Auszug zum Lesen:
__________
Multitasking auf mobilen Geräten

Multitasking bedeutet, schnell zwischen verschiedenen Apps wechseln und mehrere Informationsquellen kombinieren zu können. Kleine Handybildschirme schränken die Fähigkeit des Nutzers ein, Inhalte verschiedener Apps gleichzeitig zu sehen...

© sdecoret - Fotolia.com

 

by Raluca Budiu (deutsche Übersetzung) - 01.03.2015

 

Kleine Handybildschirme schränken die Fähigkeit des Nutzers ein, Inhalte verschiedener Apps gleichzeitig zu sehen, weshalb sich die Multitasking-Funktionen aktueller Betriebssysteme vor allem darauf konzentrieren, zwischen verschiedenen Apps hin und her zu wechseln. Das erfordert eine erhöhte Gedächtnisleistung des Nutzers, deshalb müssen Designer mobiler Systeme sicherstellen, dass Nutzer kürzlich angesehene Dinge vergleichen und schnell wieder abrufen können.

Wenn es um die Computer-Nutzung geht, bezieht sich Multitasking auf die Fähigkeit, mehrere Anwendungen gleichzeitig laufen zu lassen und ganz einfach zwischen ihnen hin- und her zu wechseln. Nutzer greifen oft zu Multitasking während sie komplexe Aufgaben erledigen, für die sie mehrere Informationsquellen benötigen. In der Tat sind Informationen zu sammeln, sie zu vergleichen (engl.) und sich zwischen mehreren Möglichkeiten zu entscheiden, die wichtigsten Aufgaben, die Menschen mit Informationstechnologien erledigen: sich eine einzelne Information anzusehen kann Spass machen oder lehrreich sein, die beste Option aus mehreren Möglichkeiten zu wählen, kann aber ein Leben retten, Ihnen einen Bonus bescheren oder wenigstens sicherstellen, dass Sie einen Abend im Kino geniessen werden.

Wenn sie einen grossen Bildschirm verwenden öffnen Nutzer häufig zwei Anwendungen nebeneinander und lesen sich diese abwechselnd durch. Manchmal verschieben sie sogar Informationen von einer Anwendung zur anderen. In einem Fenster könnte der Nutzer zum Beispiel an einem Textdokument arbeiten, während im anderen ein Artikel angezeigt wird, den er als Referenz verwendet.
__________
Bereitgestellte Zeilen:
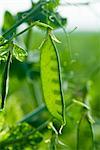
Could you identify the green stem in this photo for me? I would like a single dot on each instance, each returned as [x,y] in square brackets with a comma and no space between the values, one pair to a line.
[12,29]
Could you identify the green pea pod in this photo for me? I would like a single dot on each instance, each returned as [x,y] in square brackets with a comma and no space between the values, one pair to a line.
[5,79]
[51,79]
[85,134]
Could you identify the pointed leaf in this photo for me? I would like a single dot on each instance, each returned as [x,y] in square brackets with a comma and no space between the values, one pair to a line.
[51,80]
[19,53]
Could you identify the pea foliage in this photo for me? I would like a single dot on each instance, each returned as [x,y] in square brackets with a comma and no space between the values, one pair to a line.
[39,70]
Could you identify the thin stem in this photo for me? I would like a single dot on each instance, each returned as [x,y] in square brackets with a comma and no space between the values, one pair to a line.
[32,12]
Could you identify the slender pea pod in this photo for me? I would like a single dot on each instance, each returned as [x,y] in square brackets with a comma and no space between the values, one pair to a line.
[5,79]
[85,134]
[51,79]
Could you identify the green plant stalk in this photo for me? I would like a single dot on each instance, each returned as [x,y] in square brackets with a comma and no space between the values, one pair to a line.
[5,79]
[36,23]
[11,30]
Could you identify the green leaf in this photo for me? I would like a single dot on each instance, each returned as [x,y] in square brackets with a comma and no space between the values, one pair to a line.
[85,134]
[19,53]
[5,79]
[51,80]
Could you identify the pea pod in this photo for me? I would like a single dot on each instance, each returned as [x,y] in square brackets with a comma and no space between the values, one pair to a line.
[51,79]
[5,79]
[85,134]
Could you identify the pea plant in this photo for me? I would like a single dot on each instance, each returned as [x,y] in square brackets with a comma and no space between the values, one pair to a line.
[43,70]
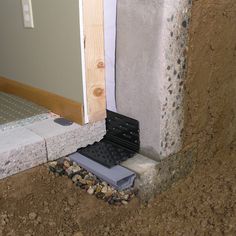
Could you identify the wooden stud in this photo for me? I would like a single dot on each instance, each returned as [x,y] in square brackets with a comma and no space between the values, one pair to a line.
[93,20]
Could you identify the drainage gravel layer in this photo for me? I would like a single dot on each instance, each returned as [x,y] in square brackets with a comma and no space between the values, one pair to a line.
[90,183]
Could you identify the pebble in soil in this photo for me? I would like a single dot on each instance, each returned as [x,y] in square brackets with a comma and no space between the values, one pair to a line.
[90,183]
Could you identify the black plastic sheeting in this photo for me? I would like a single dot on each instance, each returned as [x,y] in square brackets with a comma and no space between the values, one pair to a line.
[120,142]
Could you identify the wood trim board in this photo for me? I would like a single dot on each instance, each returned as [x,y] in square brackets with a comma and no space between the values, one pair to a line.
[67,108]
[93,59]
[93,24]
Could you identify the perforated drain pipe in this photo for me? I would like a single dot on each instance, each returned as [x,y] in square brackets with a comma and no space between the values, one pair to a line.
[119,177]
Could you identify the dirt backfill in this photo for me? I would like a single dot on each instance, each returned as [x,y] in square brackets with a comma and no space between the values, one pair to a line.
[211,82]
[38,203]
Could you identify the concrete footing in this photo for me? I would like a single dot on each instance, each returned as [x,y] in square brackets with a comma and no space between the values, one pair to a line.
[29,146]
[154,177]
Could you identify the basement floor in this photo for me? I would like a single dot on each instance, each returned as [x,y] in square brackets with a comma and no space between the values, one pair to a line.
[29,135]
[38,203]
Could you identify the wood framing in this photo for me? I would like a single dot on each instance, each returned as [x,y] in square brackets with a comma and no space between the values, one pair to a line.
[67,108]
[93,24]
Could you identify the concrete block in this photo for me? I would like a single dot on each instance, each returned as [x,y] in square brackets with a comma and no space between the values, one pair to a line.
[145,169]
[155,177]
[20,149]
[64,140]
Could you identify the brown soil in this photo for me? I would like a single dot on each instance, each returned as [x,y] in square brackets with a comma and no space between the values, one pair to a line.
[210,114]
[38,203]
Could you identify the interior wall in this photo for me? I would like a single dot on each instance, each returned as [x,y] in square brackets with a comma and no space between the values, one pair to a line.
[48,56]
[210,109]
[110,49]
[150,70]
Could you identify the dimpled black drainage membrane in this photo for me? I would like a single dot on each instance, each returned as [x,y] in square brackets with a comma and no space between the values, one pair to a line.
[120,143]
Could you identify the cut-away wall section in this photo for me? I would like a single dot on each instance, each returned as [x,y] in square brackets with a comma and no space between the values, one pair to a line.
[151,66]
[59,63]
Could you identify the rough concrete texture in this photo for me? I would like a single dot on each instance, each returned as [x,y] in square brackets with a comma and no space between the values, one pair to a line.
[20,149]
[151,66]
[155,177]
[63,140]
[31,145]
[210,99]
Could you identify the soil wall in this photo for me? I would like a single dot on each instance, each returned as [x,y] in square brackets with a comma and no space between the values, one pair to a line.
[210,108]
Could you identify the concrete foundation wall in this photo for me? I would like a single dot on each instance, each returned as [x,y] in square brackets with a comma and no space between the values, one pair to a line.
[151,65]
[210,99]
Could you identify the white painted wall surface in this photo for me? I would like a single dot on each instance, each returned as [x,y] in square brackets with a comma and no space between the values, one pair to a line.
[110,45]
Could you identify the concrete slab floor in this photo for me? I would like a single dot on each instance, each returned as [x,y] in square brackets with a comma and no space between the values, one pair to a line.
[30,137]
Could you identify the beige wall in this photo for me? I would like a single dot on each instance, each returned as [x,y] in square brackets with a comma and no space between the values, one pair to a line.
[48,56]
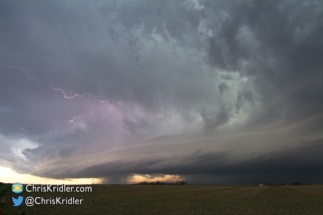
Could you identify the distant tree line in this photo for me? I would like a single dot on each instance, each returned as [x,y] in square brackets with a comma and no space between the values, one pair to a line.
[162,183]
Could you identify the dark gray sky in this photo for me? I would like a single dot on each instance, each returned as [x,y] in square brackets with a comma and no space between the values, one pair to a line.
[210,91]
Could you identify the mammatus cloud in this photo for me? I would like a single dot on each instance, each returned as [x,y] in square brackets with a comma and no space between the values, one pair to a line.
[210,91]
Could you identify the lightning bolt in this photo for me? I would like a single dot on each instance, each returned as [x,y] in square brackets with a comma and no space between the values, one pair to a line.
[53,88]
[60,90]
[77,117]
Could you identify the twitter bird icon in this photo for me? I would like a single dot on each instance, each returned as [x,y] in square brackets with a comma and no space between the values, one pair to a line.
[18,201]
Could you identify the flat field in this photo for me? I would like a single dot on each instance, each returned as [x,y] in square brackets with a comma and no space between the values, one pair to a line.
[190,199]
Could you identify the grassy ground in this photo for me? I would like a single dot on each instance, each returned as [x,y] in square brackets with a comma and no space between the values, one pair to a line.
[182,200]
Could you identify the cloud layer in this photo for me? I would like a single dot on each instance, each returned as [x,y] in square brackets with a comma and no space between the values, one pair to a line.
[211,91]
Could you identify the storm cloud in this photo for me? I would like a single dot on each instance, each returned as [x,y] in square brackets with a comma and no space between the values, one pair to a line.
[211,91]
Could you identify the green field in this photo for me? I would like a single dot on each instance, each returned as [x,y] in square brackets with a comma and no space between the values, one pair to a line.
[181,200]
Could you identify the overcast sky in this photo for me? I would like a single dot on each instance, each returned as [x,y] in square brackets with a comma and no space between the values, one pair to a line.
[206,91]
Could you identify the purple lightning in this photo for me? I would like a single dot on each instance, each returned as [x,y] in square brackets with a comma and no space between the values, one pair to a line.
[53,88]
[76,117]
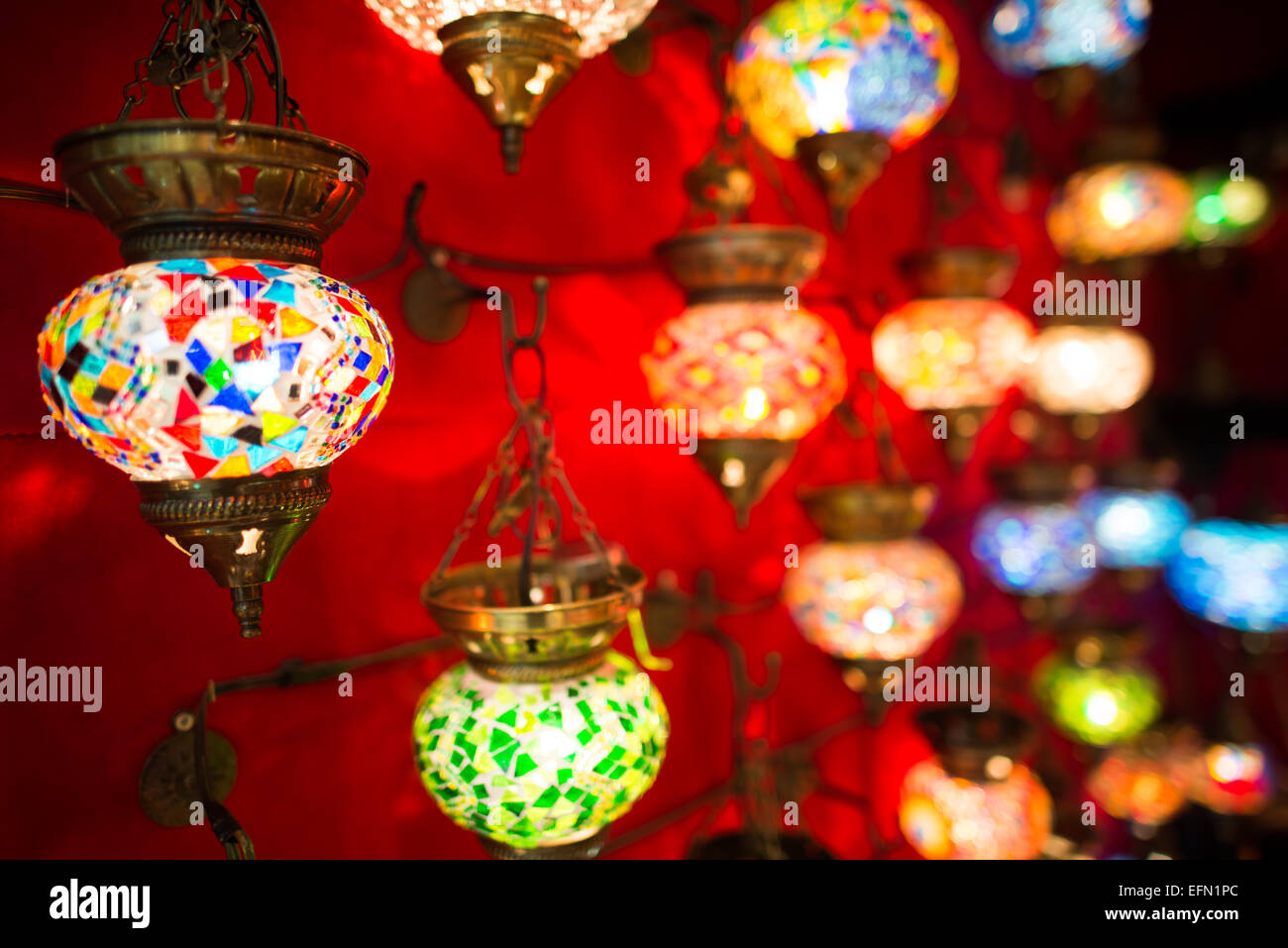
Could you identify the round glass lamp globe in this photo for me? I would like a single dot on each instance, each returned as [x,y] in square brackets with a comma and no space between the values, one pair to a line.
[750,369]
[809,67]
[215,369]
__________
Ihre Aufgaben:
1. Erklären Sie anhand des Textes über Multitasking auf mobilen Geräten in ein bis drei Sätzen, warum Designer mobiler Systeme sicherstellen müssen, dass Nutzer kürzlich angesehene Dinge vergleichen und schnell wieder abrufen können.
2. Setzen Sie den Text über Multitasking auf mobilen Geräten im Anschluss an seinen letzten Satz fort.

Lösungen:
1. Kleine Handybildschirme verhindern, dass Nutzer Inhalte verschiedener Apps gleichzeitig sehen, weshalb sich die Multitasking-Funktionen vor allem auf das Hin- und Herwechseln zwischen Apps konzentrieren. Dieses Wechseln erfordert eine erhöhte Gedächtnisleistung des Nutzers. Deshalb müssen Designer das Vergleichen und schnelle Abrufen kürzlich angesehener Dinge erleichtern.

2.
Und wie funktioniert das auf mobilen Geräten? Obwohl es in modernen mobilen Betriebssystemen möglich ist, mehrere Apps gleichzeitig laufen zu lassen, ermöglichen nur wenige dem Nutzer tatsächlich zwei (oder mehr) App-Fenster gleichzeitig anzuzeigen. Aufgrund dieser Beschränkung auf ein Fenster werden einfache Aufgaben, wie das Ansehen eines Kalenders und das Schreiben einer E-Mail, um den Termin zu vereinbaren, verkompliziert, da Nutzer zwischen den Apps hin und her wechseln müssen. Um Informationen von einer App zur anderen zu verschieben, müssen Nutzer sie entweder kopieren und einfügen oder sich die Informationen merken, was allerdings die kognitive Belastung (engl.) erhöht. (Das ist ein weiteres Beispiel für die Einschränkungen, die einem ein enger Mensch-Geräte Kommunikationskanal aufzwingt.)

Einige Mobile-Designer spielten bereits mit dem Gedanken eines geteilten Bildschirms. Viele Samsung Geräte verfügen über einen Multitasking-Modus, der es Nutzern ermöglicht, zwei Anwendungen gleichzeitig zu sehen. In Windows 8 für Tablets ist es möglich, Apps nebeneinander anzuzeigen. Mir sind im Rahmen unserer Nutzerforschungsaktivitäten allerdings noch nicht viele Samsung oder Windows 8 Tablet Nutzer begegnet, die diese Funktion auch nutzen - und das hat einen einfachen Grund: sie macht einen Bildschirm, der ohnehin klein ist, noch kleiner und zwingt Nutzer, in einem winzigen Fenster zu arbeiten.

Multitasking auf dem Samsung Galaxy Note

Das Samsung Galaxy Note verfügt über einen Multitasking-Modus, bei dem der Bildschirm in zwei Fenster aufgeteilt wird, in denen zwei verschiedenen Apps angezeigt werden (in diesem Fall CNN im oberen Fenster und Evernote im unteren Fenster).

Zwei Apps anzeigen bei Windows 8

Windows 8 ermöglicht es, zwei Apps nebeneinander anzuzeigen (in diesem Fall Internet Explorer links und Maps rechts).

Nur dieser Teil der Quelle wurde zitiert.